[Region labeling entries]
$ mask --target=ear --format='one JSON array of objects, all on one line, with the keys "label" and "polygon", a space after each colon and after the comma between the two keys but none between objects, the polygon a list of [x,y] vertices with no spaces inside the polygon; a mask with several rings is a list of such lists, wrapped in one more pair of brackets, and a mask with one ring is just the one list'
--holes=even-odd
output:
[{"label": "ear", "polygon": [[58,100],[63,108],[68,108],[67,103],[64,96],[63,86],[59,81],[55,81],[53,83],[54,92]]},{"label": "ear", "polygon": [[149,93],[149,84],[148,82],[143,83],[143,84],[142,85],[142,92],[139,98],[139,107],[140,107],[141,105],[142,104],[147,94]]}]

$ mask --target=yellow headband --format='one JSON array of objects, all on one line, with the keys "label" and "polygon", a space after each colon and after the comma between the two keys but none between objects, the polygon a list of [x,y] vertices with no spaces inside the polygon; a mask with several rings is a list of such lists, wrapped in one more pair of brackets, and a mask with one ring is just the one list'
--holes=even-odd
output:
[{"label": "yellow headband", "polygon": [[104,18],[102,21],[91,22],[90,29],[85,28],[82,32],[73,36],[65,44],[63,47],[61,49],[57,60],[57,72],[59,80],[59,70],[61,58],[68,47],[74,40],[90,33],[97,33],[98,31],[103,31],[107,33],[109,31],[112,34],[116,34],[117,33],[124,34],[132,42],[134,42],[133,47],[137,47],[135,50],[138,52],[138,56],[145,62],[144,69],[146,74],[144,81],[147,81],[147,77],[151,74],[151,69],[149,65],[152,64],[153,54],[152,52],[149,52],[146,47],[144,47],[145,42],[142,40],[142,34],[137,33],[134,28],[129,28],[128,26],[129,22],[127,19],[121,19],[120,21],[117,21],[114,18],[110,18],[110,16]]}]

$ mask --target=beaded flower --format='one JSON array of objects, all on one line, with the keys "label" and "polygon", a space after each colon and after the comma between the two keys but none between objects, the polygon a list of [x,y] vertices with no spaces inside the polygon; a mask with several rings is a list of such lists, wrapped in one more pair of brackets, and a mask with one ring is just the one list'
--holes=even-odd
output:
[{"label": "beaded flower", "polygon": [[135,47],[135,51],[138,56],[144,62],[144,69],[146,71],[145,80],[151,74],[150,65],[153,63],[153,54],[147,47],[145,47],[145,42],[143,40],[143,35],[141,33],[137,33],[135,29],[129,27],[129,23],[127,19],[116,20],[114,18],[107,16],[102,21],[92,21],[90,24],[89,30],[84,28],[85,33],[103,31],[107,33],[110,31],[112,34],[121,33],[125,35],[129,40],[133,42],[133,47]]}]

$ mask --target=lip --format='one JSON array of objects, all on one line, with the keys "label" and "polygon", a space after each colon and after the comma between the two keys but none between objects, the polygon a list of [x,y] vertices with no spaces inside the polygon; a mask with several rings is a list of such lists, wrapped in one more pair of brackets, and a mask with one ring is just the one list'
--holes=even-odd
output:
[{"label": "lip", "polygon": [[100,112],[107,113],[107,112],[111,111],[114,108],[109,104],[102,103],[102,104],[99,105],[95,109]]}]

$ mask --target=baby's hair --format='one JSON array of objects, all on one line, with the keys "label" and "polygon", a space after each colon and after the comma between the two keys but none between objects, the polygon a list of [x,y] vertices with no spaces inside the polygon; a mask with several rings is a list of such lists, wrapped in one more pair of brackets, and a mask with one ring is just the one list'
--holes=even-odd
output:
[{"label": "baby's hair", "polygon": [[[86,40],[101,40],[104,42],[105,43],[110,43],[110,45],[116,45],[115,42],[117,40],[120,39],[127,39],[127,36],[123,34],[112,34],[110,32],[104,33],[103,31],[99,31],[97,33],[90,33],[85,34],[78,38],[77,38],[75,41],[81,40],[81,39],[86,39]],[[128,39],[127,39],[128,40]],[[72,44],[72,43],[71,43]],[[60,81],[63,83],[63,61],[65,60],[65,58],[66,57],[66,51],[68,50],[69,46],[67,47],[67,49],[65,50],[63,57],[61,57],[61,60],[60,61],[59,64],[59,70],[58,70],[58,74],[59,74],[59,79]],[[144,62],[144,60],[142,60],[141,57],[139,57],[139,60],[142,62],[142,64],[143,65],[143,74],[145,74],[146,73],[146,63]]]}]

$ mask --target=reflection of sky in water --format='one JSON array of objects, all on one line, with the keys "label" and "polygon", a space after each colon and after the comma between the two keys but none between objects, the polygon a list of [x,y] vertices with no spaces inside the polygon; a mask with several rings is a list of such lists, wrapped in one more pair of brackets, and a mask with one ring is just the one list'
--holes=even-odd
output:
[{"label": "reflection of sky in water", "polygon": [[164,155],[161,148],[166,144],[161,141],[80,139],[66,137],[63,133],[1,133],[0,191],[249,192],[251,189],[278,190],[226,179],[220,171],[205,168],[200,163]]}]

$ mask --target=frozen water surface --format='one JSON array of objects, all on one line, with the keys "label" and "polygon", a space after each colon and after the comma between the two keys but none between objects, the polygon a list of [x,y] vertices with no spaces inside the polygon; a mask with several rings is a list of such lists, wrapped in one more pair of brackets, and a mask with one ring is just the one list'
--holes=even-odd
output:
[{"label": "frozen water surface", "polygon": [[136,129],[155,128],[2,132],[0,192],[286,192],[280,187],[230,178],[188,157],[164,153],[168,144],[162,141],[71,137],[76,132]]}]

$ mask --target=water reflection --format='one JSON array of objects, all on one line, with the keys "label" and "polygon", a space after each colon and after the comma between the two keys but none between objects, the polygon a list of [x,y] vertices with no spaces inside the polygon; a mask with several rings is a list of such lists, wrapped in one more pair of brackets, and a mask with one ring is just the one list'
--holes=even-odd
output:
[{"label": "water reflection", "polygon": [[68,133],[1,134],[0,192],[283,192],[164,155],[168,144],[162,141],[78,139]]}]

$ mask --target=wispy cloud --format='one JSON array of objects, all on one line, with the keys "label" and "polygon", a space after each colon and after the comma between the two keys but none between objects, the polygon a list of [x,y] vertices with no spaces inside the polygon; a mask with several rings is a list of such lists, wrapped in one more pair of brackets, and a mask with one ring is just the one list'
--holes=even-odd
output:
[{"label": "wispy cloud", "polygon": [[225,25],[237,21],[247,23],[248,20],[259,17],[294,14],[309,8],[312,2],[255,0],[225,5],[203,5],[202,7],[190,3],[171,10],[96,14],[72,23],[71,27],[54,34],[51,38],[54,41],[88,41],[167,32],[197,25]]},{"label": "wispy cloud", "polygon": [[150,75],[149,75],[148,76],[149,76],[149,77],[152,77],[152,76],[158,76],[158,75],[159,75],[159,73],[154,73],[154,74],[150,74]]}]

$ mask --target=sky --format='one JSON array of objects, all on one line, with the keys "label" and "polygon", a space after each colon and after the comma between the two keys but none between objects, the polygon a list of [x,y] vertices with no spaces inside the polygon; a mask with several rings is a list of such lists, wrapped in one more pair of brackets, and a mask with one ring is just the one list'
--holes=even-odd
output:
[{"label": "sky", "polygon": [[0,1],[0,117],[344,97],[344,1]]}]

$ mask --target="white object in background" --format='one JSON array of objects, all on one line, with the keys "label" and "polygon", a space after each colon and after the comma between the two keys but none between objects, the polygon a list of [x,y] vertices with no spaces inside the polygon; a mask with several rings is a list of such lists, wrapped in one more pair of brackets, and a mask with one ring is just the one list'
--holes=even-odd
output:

_PROMPT_: Repeat the material above in full, exactly as it stands.

_RESPONSE_:
$ mask --target=ear --format='one JSON array of objects, all on one line, with the keys "label" and "polygon", a space after each colon and after the comma between the two keys but none between objects, the polygon a list of [x,y] vertices with no spaces inside the polygon; a mask with several rings is a list of such lists, wrapped in one more pair of brackets, and a mask with one ring is just the one list'
--holes=even-odd
output:
[{"label": "ear", "polygon": [[58,100],[63,108],[68,108],[67,103],[64,96],[63,86],[59,81],[55,81],[53,83],[54,92]]},{"label": "ear", "polygon": [[149,93],[149,84],[148,82],[143,83],[143,84],[142,85],[142,92],[139,98],[139,107],[140,107],[141,105],[142,104],[147,94]]}]

$ mask --target=yellow headband --format='one JSON array of objects, all on one line, with the keys "label" and "polygon", a space after each colon and after the comma between the two keys but none between objects, the polygon a list of [x,y] vertices with no spaces inside the polygon; a mask with several rings is a list of such lists, wrapped in one more pair of brackets, and a mask with one ring is just the one list'
--holes=even-odd
output:
[{"label": "yellow headband", "polygon": [[104,18],[102,21],[91,22],[90,29],[85,28],[82,32],[73,36],[65,44],[63,47],[61,49],[57,60],[57,72],[59,80],[59,70],[61,58],[68,47],[74,40],[90,33],[97,33],[98,31],[103,31],[107,33],[109,31],[112,34],[116,34],[117,33],[124,34],[132,42],[134,42],[133,47],[137,47],[135,50],[138,52],[138,56],[145,62],[144,69],[146,74],[144,81],[147,81],[147,77],[151,74],[151,69],[149,65],[152,64],[153,54],[152,52],[149,52],[146,47],[144,47],[145,42],[142,40],[142,34],[137,33],[134,28],[129,28],[128,26],[129,22],[127,19],[121,19],[120,21],[117,21],[114,18],[110,18],[110,16]]}]

$ mask --target=beaded flower --format='one JSON array of objects, all on one line, with the keys "label" and "polygon", a space after each colon and after the comma between the two keys but none between objects, the polygon a list of [x,y] vertices with no spaces inside the polygon; a mask with several rings is a list of such lists, wrapped in one more pair of brackets, and a mask with one ring is just the one list'
--holes=even-odd
output:
[{"label": "beaded flower", "polygon": [[135,47],[135,51],[138,56],[144,62],[144,69],[146,71],[145,80],[151,74],[150,65],[153,63],[153,54],[147,47],[145,47],[145,42],[143,40],[143,35],[141,33],[137,33],[135,29],[129,27],[129,23],[127,19],[116,20],[114,18],[107,16],[102,21],[92,21],[90,24],[89,30],[84,28],[85,33],[103,31],[107,33],[110,31],[112,34],[121,33],[125,35],[129,40],[133,42],[133,47]]}]

$ mask --target=lip --format='one JSON array of objects, all on one line, with the keys "label" and "polygon", a space after each colon and after the comma between the two keys but none between objects, the polygon a list of [x,y] vertices with no spaces inside the polygon; a mask with several rings is a list of such lists, wrapped in one more pair of brackets, and a mask with one ring is just the one list'
--holes=even-odd
output:
[{"label": "lip", "polygon": [[100,112],[107,113],[107,112],[111,111],[114,108],[109,104],[102,103],[102,104],[99,105],[95,109]]}]

$ mask --target=baby's hair --format='one JSON array of objects, all on one line, with the keys "label" and "polygon", a space after each colon and after the comma between the two keys but none between objects, the polygon a list of [x,y] vertices with no spaces inside the polygon; a mask with several rings is a list of such lists, wrapped in one more pair of brackets, and a mask with one ring is just the one list'
--holes=even-odd
output:
[{"label": "baby's hair", "polygon": [[[86,40],[101,40],[104,42],[105,43],[110,43],[110,45],[116,45],[115,42],[117,40],[120,39],[127,39],[127,36],[123,34],[112,34],[110,32],[104,33],[103,31],[99,31],[97,33],[90,33],[85,34],[78,38],[77,38],[75,41],[81,40],[81,39],[86,39]],[[128,39],[127,39],[128,40]],[[72,44],[72,43],[71,43]],[[60,81],[63,83],[63,61],[65,60],[65,58],[66,57],[66,51],[68,50],[69,46],[67,47],[67,49],[65,50],[63,57],[61,57],[61,60],[60,61],[59,64],[59,70],[58,70],[58,74],[59,74],[59,79]],[[144,62],[144,60],[142,60],[141,57],[139,57],[139,60],[142,62],[142,64],[143,65],[143,74],[145,74],[146,73],[146,63]]]}]

$ mask --target=reflection of sky in water --format='one JSON array of objects, all on one line, with the keys "label" and "polygon", a space after each colon and after the comma between the two keys but none between objects, the polygon a list of [x,y] vertices with no spaces inside the polygon; a mask with several rings is a list of such lists, wrapped in one more pair of brackets, and a mask with one ring is just the one list'
--holes=even-odd
output:
[{"label": "reflection of sky in water", "polygon": [[164,155],[161,148],[166,144],[161,141],[80,139],[66,137],[63,133],[1,133],[0,191],[249,192],[251,189],[278,190],[226,179],[220,171],[205,168],[200,163]]}]

$ mask --target=frozen water surface --format='one JSON array of objects, all on one line, with the keys "label" and "polygon", a space after each colon and after the comma between the two keys but none between objects, the polygon a list of [x,y] vertices with no spaces inside the polygon; a mask with several rings is a list of such lists, wrapped in one more pair of brackets, and a mask with one ring is just the one list'
--holes=even-odd
output:
[{"label": "frozen water surface", "polygon": [[136,129],[155,128],[2,132],[0,192],[286,192],[280,187],[230,178],[188,157],[164,153],[168,144],[162,141],[71,137],[76,132]]}]

$ mask --target=water reflection --format='one JSON array of objects, all on one line, with the keys "label" and "polygon", a space after each colon and after the comma between the two keys but none between objects, the polygon a list of [x,y] vertices with no spaces inside the polygon; a mask with several rings is a list of such lists, wrapped in one more pair of brackets, and a mask with one ring is just the one list'
--holes=even-odd
output:
[{"label": "water reflection", "polygon": [[68,133],[1,134],[0,192],[283,192],[164,155],[168,144],[162,141],[78,139]]}]

$ mask --target=wispy cloud --format='one JSON array of objects, all on one line, with the keys "label" and "polygon", a space after each colon and after the comma between the two keys but none between objects, the polygon a list of [x,y] vertices with no spaces inside the polygon; a mask with several rings is a list of such lists, wrapped in one more pair of brackets, and a mask with one ring is just the one list'
--holes=even-odd
output:
[{"label": "wispy cloud", "polygon": [[225,25],[237,21],[247,23],[248,20],[259,17],[294,14],[309,8],[312,2],[255,0],[225,5],[203,5],[202,7],[190,3],[171,10],[96,14],[72,23],[71,27],[54,34],[51,38],[54,41],[88,41],[167,32],[197,25]]},{"label": "wispy cloud", "polygon": [[150,75],[149,75],[148,76],[149,76],[149,77],[152,77],[152,76],[158,76],[158,75],[159,75],[159,73],[154,73],[154,74],[150,74]]}]

$ mask --target=sky --format='one JSON array of objects, all on one line, with the keys "label" and "polygon", a space after each colon and after the comma between the two keys but none between objects, the polygon a list of [x,y] vertices with no spaces inside the polygon; a mask with several rings is a list of such lists, wrapped in one more pair of brackets, and a mask with one ring is just the one list'
--holes=even-odd
output:
[{"label": "sky", "polygon": [[0,1],[0,117],[344,97],[344,1]]}]

$ mask --target="white object in background" --format='one JSON array of objects, all on one line, with the keys "label" and "polygon", a space after each colon and after the comma between the two keys but none between objects, the polygon a list of [x,y] vertices with no spaces inside the polygon; a mask with several rings is a list of such lists, wrapped in one more pair of brackets, and a mask with one ring is just the one list'
--holes=even-odd
output:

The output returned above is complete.